Task to carry out: Of the entries below, return exactly those lines that fall between the one containing "Target: blue baseball cap" and the one containing "Target: child in pink pants", the two end lines included.

Exercise material:
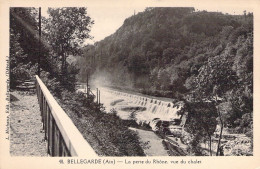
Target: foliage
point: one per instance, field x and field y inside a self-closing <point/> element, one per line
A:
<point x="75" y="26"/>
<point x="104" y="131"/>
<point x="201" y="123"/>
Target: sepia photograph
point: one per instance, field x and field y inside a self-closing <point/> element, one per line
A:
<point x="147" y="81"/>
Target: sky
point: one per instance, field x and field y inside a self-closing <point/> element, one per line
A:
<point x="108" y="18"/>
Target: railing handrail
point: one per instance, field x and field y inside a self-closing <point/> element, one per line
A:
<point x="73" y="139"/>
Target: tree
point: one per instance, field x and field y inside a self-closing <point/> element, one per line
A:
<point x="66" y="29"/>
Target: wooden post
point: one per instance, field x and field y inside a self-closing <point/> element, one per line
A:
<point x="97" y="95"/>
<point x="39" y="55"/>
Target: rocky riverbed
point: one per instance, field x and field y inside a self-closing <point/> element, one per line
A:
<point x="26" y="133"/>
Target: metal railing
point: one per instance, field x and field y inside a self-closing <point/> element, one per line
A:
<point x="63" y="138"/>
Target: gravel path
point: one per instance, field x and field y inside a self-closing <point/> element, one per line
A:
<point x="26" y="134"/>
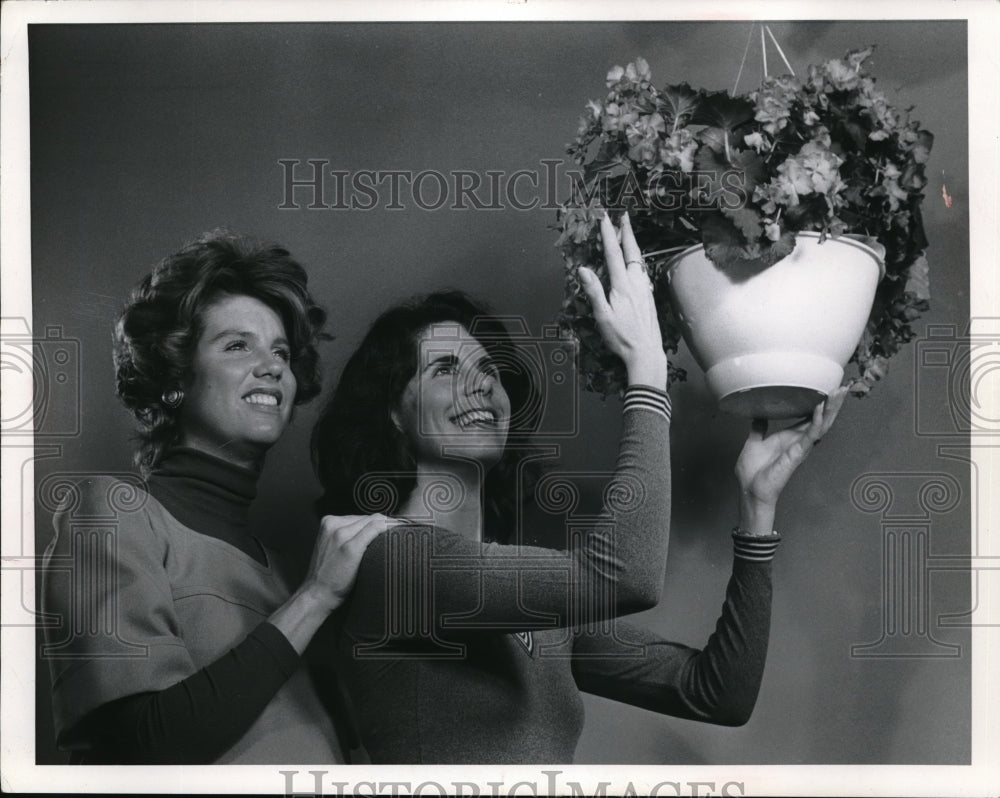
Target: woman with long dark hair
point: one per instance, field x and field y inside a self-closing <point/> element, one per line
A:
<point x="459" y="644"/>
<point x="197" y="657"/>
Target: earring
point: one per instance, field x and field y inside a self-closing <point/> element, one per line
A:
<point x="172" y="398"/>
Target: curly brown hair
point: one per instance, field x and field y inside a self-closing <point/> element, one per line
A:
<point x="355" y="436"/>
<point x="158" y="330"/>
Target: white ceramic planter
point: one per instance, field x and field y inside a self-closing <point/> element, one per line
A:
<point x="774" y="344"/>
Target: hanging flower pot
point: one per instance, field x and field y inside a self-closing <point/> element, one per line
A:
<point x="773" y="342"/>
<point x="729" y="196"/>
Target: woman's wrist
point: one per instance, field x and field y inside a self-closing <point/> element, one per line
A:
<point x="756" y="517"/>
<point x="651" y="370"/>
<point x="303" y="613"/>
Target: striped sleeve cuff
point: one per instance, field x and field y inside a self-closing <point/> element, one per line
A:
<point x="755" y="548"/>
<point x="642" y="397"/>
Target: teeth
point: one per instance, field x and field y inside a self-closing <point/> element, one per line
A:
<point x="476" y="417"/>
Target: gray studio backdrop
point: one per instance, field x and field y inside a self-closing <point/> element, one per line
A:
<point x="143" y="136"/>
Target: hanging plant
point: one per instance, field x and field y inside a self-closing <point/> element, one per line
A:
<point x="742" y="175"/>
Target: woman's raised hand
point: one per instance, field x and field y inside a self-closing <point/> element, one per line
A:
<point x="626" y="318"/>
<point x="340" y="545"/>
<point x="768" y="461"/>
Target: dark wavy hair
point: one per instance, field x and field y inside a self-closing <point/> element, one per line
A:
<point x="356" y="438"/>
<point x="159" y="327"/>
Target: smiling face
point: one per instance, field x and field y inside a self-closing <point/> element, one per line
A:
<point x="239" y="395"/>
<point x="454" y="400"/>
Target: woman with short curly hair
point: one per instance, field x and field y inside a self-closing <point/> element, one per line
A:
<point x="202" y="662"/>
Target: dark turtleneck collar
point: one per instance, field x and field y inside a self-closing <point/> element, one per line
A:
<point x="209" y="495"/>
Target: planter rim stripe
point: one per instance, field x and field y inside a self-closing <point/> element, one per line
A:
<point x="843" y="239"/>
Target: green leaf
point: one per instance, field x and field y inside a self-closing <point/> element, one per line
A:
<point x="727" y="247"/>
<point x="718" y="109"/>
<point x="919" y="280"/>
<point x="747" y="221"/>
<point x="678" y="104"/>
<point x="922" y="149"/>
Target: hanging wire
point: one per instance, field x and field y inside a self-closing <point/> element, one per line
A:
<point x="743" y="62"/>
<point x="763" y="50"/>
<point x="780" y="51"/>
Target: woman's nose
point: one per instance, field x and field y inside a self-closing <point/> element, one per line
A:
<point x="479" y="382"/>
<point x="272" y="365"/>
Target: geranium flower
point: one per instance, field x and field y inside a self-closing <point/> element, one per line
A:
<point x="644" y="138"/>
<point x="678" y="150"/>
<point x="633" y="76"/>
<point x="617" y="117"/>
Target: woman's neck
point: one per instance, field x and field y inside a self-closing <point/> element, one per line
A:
--
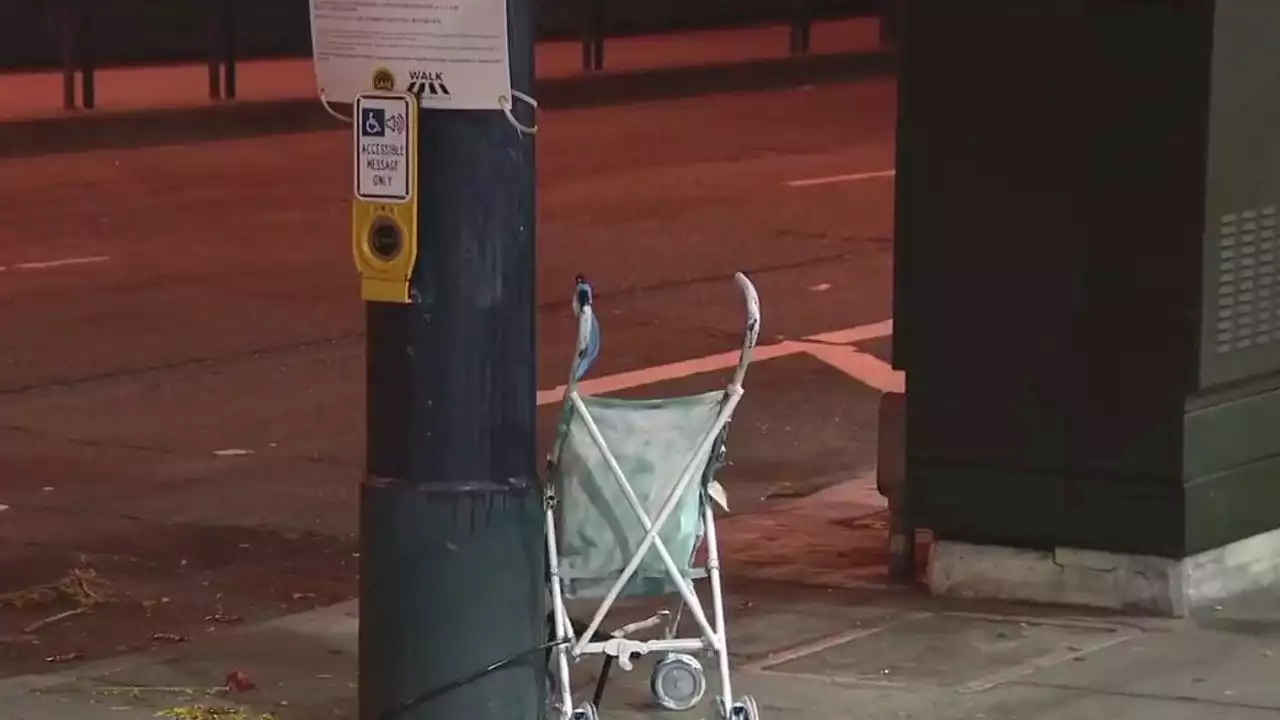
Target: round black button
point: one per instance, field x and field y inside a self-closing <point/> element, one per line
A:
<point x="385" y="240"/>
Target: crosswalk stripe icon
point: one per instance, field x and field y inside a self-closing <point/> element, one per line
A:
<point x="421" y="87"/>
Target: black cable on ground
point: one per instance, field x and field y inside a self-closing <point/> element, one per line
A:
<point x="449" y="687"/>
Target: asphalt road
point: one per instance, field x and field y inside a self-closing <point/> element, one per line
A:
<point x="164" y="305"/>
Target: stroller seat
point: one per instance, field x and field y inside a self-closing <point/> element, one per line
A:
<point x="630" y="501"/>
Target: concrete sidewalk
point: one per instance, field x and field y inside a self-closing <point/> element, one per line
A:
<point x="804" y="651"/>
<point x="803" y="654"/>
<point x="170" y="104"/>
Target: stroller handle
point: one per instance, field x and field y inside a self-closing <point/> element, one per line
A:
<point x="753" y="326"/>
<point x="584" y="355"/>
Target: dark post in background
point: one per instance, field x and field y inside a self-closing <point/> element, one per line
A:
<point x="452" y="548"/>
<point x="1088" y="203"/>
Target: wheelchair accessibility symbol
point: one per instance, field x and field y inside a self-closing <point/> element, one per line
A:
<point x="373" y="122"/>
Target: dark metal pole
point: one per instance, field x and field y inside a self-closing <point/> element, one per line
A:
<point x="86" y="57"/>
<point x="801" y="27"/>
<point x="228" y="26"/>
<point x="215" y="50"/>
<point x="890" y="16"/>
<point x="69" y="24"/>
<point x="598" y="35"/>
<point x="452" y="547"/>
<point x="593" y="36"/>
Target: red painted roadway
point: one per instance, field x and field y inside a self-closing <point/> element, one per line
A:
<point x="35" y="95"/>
---
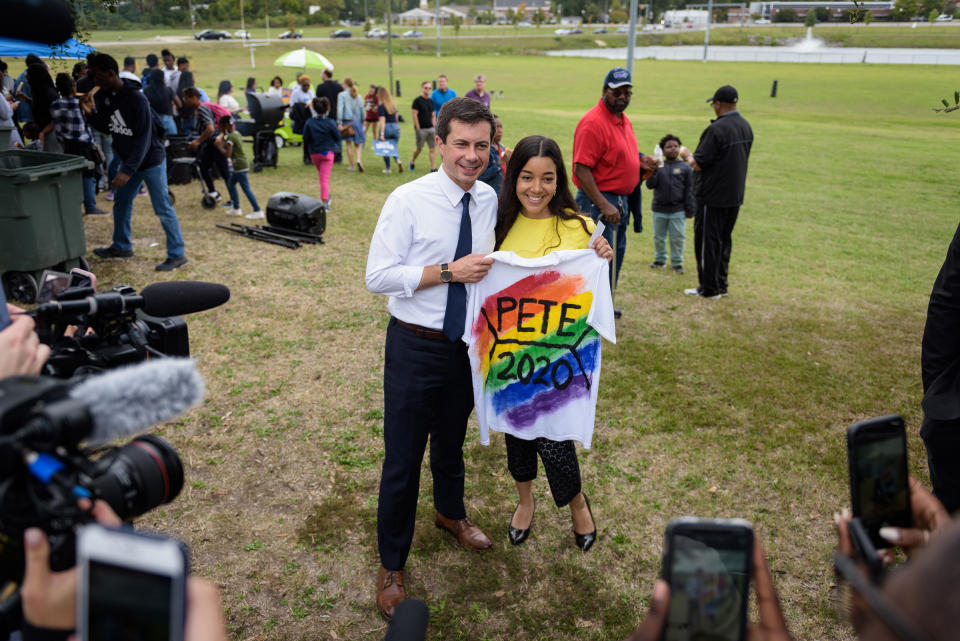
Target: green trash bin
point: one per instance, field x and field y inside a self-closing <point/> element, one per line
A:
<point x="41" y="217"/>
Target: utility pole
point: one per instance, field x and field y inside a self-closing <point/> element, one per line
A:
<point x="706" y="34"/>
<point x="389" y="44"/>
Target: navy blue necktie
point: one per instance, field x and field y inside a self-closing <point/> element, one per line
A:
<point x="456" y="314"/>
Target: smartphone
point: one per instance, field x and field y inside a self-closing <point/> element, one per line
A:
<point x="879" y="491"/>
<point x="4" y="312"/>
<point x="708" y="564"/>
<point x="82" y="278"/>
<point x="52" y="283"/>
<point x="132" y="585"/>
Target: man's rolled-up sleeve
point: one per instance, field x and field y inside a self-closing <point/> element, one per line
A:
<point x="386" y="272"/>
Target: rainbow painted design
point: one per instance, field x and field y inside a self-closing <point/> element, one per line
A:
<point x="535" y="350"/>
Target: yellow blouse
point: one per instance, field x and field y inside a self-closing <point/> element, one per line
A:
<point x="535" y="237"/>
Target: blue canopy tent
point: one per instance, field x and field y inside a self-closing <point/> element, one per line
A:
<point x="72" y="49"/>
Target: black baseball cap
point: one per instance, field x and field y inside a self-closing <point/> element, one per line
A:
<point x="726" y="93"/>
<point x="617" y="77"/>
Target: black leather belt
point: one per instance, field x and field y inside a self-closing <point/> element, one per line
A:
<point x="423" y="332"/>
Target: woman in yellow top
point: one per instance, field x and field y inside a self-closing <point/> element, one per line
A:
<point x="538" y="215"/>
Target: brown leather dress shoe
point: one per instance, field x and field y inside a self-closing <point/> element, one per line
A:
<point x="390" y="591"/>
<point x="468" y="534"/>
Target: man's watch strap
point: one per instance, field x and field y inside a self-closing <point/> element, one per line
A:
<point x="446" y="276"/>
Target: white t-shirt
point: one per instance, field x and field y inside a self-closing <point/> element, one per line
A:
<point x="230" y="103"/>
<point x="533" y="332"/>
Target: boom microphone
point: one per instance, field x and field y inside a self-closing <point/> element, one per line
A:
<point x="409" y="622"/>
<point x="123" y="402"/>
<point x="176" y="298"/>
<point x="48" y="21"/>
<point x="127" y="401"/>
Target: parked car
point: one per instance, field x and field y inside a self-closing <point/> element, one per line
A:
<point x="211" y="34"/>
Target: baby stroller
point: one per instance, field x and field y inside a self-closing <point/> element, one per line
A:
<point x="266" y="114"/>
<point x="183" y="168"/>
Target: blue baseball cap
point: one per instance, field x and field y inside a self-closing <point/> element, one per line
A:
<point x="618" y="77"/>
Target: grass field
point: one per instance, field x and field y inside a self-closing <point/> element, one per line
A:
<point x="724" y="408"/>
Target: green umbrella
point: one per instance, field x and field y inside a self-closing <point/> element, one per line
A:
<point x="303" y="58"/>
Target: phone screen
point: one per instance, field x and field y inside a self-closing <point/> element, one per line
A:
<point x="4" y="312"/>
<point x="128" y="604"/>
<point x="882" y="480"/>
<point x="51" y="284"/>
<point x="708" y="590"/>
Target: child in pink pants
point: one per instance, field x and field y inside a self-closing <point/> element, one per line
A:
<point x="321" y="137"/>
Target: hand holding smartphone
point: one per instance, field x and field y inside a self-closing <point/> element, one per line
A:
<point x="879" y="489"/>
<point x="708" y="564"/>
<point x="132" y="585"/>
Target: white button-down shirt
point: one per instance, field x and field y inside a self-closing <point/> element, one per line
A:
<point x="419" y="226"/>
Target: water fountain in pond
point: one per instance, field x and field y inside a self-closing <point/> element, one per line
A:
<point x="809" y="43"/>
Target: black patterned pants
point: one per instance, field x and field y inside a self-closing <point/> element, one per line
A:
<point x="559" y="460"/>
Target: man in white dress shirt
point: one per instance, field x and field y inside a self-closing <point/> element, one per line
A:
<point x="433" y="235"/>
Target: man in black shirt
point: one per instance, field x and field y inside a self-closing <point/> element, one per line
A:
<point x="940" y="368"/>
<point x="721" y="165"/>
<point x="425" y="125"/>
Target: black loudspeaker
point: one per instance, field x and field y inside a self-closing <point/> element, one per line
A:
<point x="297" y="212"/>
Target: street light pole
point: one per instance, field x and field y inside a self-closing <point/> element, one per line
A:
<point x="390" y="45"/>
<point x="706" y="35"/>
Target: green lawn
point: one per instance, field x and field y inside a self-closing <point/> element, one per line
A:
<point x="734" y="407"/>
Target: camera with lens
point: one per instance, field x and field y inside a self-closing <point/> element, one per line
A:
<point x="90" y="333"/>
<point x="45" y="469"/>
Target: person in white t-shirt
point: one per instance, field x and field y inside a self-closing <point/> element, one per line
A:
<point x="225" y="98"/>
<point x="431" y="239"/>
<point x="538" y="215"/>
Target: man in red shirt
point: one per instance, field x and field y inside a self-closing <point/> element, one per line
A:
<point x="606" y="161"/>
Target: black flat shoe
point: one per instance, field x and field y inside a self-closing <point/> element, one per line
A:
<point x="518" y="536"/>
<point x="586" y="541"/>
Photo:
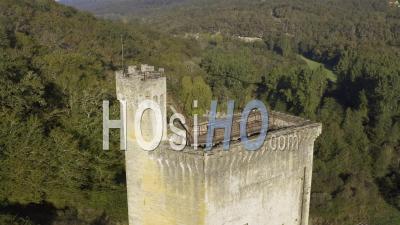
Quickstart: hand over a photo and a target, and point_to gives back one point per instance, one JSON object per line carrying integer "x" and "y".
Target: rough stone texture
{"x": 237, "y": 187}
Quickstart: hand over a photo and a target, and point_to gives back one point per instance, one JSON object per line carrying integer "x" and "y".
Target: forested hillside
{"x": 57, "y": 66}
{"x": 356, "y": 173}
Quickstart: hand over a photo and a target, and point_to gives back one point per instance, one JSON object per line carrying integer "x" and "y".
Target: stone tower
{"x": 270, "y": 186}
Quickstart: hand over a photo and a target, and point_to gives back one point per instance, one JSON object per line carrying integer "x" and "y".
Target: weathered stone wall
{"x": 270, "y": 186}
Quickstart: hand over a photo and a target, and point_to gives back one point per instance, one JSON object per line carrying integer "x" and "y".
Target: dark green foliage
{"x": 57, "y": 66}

Exercise response:
Target: blue baseball cap
point: one per instance, field x and field y inside a self-closing <point/> element, one per line
A:
<point x="618" y="77"/>
Target: grass field
point: one per instance, field x and field y inside a self-closing <point/> element, one per line
A:
<point x="724" y="408"/>
Target: green umbrella
point: one per instance, field x and field y inside a self-closing <point/> element, one per line
A:
<point x="303" y="58"/>
Target: phone screen
point: one per instance, field x and field y inside a self-closing <point/> element, one per line
A:
<point x="4" y="312"/>
<point x="128" y="604"/>
<point x="882" y="480"/>
<point x="51" y="284"/>
<point x="708" y="590"/>
Target: child in pink pants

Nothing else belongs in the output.